→ WRITTEN TASK:
Reproduce word for word the lines from the one containing "Reviewer note: confirm each instance of the blue face" up to and including the one containing "pixel 301 36".

→ DATA TO PROCESS:
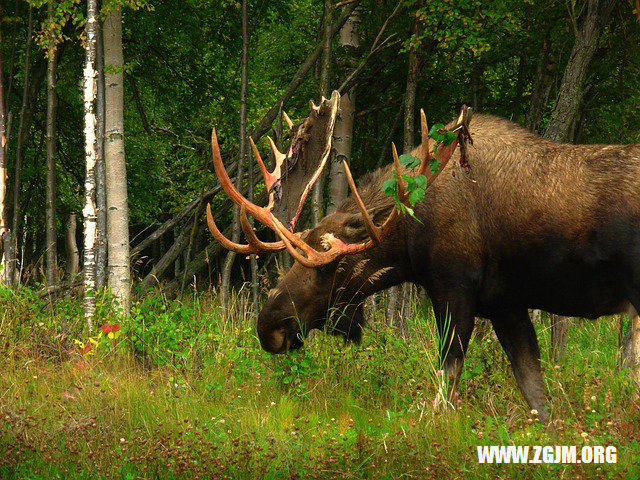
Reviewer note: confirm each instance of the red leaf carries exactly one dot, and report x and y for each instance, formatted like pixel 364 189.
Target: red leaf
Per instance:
pixel 106 328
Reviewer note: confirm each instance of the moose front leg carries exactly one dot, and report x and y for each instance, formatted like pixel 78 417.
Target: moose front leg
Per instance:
pixel 455 321
pixel 518 339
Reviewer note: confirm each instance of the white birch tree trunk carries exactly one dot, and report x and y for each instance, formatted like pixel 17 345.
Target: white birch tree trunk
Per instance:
pixel 51 237
pixel 228 264
pixel 3 165
pixel 116 169
pixel 343 132
pixel 89 210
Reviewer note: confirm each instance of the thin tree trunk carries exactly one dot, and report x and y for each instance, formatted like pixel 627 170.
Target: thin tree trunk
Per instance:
pixel 116 169
pixel 101 173
pixel 399 297
pixel 262 128
pixel 228 264
pixel 563 117
pixel 89 211
pixel 342 136
pixel 546 71
pixel 571 90
pixel 51 237
pixel 17 180
pixel 325 81
pixel 3 164
pixel 73 257
pixel 559 332
pixel 383 158
pixel 253 259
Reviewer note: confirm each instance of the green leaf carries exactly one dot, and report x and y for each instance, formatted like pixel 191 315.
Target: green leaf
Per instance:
pixel 435 134
pixel 434 165
pixel 389 186
pixel 420 181
pixel 416 195
pixel 409 160
pixel 449 138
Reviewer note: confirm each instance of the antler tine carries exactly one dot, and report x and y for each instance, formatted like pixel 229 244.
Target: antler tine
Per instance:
pixel 259 213
pixel 310 257
pixel 426 149
pixel 287 119
pixel 254 241
pixel 398 169
pixel 224 241
pixel 372 230
pixel 269 179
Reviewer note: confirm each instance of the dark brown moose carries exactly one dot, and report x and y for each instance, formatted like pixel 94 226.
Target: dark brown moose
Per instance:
pixel 529 224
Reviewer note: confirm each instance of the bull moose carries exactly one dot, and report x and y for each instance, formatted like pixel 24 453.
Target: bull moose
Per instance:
pixel 529 224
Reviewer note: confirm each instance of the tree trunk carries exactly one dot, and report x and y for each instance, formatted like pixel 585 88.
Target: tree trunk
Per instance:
pixel 545 74
pixel 89 211
pixel 101 173
pixel 17 180
pixel 235 236
pixel 3 163
pixel 629 344
pixel 253 259
pixel 317 210
pixel 342 136
pixel 564 115
pixel 73 257
pixel 559 332
pixel 571 91
pixel 51 237
pixel 399 298
pixel 116 170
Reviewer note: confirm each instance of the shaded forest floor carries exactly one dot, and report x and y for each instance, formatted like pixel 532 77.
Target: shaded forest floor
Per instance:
pixel 182 393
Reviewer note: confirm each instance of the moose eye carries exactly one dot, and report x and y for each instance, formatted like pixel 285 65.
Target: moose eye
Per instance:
pixel 354 224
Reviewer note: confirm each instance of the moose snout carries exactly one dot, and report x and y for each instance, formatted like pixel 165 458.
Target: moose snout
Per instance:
pixel 276 341
pixel 279 339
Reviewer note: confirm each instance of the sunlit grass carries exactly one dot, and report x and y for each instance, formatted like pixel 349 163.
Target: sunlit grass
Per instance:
pixel 208 403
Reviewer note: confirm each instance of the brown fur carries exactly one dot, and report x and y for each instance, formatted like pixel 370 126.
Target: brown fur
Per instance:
pixel 531 224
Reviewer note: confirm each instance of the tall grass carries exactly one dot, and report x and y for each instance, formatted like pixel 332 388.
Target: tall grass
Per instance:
pixel 187 393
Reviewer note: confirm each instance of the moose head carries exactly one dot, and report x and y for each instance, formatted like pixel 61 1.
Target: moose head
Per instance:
pixel 348 256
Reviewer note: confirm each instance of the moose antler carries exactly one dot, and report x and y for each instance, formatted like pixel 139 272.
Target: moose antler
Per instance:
pixel 299 249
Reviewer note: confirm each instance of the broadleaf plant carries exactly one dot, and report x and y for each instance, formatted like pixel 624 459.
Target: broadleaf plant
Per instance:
pixel 417 184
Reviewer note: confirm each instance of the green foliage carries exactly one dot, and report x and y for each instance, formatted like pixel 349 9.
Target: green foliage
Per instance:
pixel 229 410
pixel 416 185
pixel 164 332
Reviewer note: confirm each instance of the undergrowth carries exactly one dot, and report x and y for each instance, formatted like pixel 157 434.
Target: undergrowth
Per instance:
pixel 179 391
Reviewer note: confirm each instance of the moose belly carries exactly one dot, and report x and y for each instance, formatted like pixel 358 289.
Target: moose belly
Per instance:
pixel 581 281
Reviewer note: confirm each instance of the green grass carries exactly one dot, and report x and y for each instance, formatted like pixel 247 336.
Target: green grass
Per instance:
pixel 186 394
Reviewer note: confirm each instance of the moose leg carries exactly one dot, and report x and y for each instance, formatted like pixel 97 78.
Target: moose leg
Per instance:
pixel 518 339
pixel 455 321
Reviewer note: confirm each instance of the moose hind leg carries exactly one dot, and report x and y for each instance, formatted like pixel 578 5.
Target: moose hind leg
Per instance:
pixel 518 339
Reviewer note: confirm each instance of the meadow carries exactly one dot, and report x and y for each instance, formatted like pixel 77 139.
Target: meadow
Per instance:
pixel 181 391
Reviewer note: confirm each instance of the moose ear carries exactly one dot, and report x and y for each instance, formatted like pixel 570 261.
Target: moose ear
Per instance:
pixel 354 225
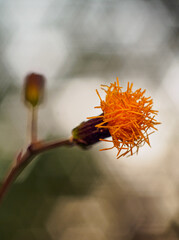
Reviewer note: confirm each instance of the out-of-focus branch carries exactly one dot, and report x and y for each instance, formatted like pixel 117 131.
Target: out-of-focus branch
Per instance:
pixel 23 159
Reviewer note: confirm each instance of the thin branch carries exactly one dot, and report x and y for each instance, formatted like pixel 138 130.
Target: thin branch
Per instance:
pixel 33 124
pixel 24 159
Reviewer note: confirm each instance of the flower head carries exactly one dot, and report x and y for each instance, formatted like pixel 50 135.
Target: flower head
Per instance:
pixel 129 117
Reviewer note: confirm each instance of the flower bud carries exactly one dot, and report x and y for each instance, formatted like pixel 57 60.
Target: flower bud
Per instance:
pixel 34 89
pixel 87 133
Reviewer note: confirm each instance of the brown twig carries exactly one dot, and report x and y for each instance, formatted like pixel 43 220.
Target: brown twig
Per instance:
pixel 23 159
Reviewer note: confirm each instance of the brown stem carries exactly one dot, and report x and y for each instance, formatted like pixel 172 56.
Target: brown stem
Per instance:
pixel 23 160
pixel 34 124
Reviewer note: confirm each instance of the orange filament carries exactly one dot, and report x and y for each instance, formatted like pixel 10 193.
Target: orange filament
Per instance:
pixel 128 116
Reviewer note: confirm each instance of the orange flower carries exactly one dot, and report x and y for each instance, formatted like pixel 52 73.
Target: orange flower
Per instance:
pixel 128 116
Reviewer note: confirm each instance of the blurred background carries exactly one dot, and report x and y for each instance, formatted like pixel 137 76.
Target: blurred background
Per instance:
pixel 70 193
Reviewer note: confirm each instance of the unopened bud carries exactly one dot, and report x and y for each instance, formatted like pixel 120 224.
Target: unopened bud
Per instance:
pixel 34 89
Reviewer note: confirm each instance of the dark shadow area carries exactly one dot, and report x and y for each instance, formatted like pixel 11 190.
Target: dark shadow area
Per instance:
pixel 65 172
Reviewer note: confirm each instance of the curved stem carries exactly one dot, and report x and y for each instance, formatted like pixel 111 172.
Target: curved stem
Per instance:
pixel 24 159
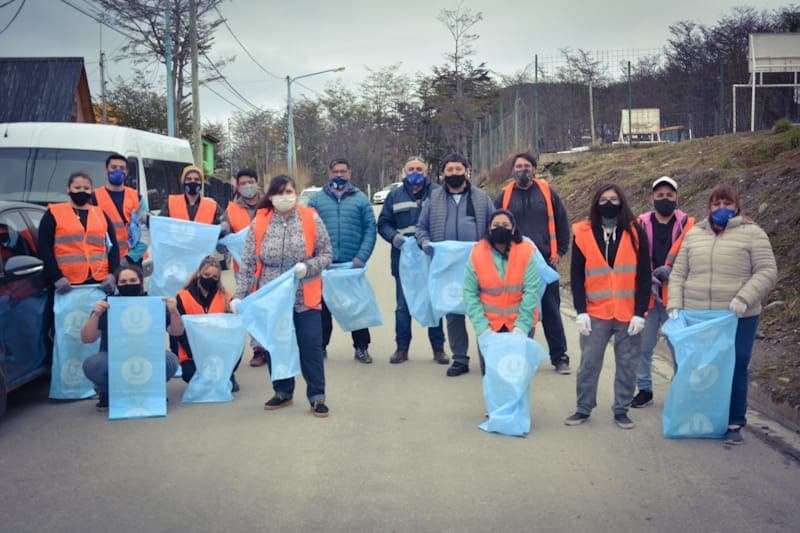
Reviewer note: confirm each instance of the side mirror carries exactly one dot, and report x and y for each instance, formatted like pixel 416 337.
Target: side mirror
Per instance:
pixel 21 266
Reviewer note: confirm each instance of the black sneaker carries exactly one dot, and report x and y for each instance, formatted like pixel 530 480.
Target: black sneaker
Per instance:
pixel 362 356
pixel 643 399
pixel 277 402
pixel 623 421
pixel 319 409
pixel 576 419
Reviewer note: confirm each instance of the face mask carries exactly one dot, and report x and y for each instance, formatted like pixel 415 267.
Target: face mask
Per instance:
pixel 132 289
pixel 721 216
pixel 522 177
pixel 192 188
pixel 248 190
pixel 284 202
pixel 500 235
pixel 415 179
pixel 455 181
pixel 80 198
pixel 665 207
pixel 116 177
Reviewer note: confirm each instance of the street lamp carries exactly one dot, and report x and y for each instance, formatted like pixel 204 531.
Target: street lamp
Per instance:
pixel 290 149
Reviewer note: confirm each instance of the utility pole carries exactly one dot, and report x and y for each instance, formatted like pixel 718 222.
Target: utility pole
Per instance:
pixel 198 143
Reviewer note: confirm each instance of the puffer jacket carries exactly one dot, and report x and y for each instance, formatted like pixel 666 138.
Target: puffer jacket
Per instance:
pixel 350 222
pixel 711 270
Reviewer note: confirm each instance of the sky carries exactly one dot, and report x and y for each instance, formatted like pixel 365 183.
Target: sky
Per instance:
pixel 304 36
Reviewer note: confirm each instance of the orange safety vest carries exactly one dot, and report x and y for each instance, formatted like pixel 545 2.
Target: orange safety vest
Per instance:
pixel 192 307
pixel 312 289
pixel 80 252
pixel 130 203
pixel 501 298
pixel 544 186
pixel 205 212
pixel 609 292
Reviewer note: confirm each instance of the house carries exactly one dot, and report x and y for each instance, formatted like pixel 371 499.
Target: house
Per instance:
pixel 44 89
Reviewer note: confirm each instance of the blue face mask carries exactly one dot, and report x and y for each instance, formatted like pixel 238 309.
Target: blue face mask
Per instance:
pixel 415 179
pixel 721 216
pixel 116 177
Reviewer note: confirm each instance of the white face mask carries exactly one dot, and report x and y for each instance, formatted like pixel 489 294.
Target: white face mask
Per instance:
pixel 284 202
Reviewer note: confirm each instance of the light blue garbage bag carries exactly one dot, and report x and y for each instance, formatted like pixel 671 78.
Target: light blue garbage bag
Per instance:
pixel 511 362
pixel 350 298
pixel 446 277
pixel 217 341
pixel 137 386
pixel 235 243
pixel 268 315
pixel 72 310
pixel 699 399
pixel 178 247
pixel 413 267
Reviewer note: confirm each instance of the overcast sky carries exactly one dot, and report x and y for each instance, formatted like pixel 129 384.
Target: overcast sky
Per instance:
pixel 301 36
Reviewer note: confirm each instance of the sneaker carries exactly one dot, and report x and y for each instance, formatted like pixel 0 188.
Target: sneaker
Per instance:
pixel 643 399
pixel 362 356
pixel 623 421
pixel 456 369
pixel 399 356
pixel 277 402
pixel 440 357
pixel 319 409
pixel 576 419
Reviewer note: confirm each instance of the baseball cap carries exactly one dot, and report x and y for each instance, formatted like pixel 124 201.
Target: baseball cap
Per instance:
pixel 665 180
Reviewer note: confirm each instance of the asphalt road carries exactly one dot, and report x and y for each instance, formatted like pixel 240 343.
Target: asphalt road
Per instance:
pixel 400 452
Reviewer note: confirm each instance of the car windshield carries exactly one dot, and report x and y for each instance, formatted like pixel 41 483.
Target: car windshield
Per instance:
pixel 39 175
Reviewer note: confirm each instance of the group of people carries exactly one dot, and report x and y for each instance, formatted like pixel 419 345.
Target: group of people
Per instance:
pixel 628 274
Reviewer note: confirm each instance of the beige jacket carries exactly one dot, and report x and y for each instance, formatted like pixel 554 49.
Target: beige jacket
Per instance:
pixel 712 269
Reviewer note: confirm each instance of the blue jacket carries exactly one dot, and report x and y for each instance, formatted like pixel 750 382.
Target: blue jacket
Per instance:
pixel 400 214
pixel 350 222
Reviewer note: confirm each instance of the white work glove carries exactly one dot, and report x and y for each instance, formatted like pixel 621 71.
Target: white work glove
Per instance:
pixel 737 307
pixel 584 324
pixel 636 326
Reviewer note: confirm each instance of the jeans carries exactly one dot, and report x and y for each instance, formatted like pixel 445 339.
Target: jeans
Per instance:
pixel 361 338
pixel 402 323
pixel 96 369
pixel 550 312
pixel 626 356
pixel 652 324
pixel 745 338
pixel 308 328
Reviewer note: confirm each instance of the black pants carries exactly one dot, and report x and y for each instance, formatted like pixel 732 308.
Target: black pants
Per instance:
pixel 361 338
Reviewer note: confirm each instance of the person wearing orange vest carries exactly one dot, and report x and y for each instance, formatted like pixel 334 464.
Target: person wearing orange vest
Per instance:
pixel 665 226
pixel 202 294
pixel 501 281
pixel 77 243
pixel 122 205
pixel 610 281
pixel 542 217
pixel 286 236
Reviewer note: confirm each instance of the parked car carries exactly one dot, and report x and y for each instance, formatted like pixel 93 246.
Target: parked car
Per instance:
pixel 25 323
pixel 380 196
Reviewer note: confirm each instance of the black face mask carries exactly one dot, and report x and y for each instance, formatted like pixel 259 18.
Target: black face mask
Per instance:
pixel 455 181
pixel 132 289
pixel 80 198
pixel 192 188
pixel 665 207
pixel 500 235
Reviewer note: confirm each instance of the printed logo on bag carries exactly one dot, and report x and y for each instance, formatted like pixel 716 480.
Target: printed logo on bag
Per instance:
pixel 136 320
pixel 72 372
pixel 137 370
pixel 703 377
pixel 513 368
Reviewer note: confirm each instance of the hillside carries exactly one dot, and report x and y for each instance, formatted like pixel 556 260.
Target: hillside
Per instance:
pixel 766 169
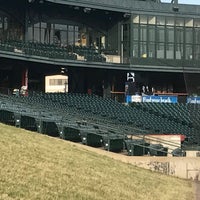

→ TASK RESPONSE:
Reviewer note: confirm each instance of the blue face mask carries exactly one dot, and report x and y for each instance, formatted like pixel 238 309.
Target: blue face mask
Per instance:
pixel 415 179
pixel 721 216
pixel 116 177
Reviewer note: confirm each instance of the white face mask carries exactly one dot, and report x and y for each instance, formatted like pixel 489 294.
Target: white face mask
Per instance:
pixel 284 202
Reviewer note: confirm each instance of the light blue garbage bag carries exactly one dot, and report x and y for each instance, formatted like pixel 671 78.
Target: light blue garbage bag
Per instance:
pixel 511 362
pixel 350 298
pixel 446 277
pixel 217 341
pixel 137 386
pixel 235 243
pixel 268 315
pixel 72 310
pixel 699 399
pixel 178 247
pixel 413 267
Reviewer note: confirm each instance of the overcast sky carries exactly one dot, and report x and y for each instance, formatted like pixel 129 384.
Target: overcast sky
Per instance:
pixel 301 36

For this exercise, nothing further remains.